## Given problem
Reproduce the material below word for word.

————

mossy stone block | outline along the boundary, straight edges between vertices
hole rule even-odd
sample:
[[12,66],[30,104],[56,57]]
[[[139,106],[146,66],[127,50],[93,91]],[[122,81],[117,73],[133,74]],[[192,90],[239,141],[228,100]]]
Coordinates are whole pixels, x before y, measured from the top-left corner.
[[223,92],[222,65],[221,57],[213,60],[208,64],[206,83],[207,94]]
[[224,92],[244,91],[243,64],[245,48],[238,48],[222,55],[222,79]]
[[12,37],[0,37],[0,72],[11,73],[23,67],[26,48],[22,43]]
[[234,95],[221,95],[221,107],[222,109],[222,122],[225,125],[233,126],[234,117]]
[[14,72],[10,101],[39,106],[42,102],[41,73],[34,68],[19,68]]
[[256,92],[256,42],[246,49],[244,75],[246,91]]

————

## Expected output
mossy stone block | outline along the boundary, straight edges between vertices
hole rule even-odd
sample:
[[12,66],[30,104],[56,57]]
[[[139,106],[146,66],[127,50],[93,91]],[[122,81],[117,73],[133,74]],[[192,90],[239,141],[228,100]]]
Coordinates are whole pixels, x before y, measured from the top-left corner.
[[223,92],[222,65],[221,57],[213,60],[208,64],[206,83],[207,94]]
[[224,92],[244,91],[243,64],[245,48],[238,48],[222,55],[222,79]]
[[12,37],[0,37],[0,72],[11,73],[23,67],[26,48],[22,43]]
[[234,95],[221,95],[221,107],[222,109],[222,122],[225,125],[233,126],[234,117]]
[[14,72],[10,101],[39,106],[42,102],[41,73],[34,68],[19,68]]
[[256,92],[256,42],[246,49],[244,75],[246,91]]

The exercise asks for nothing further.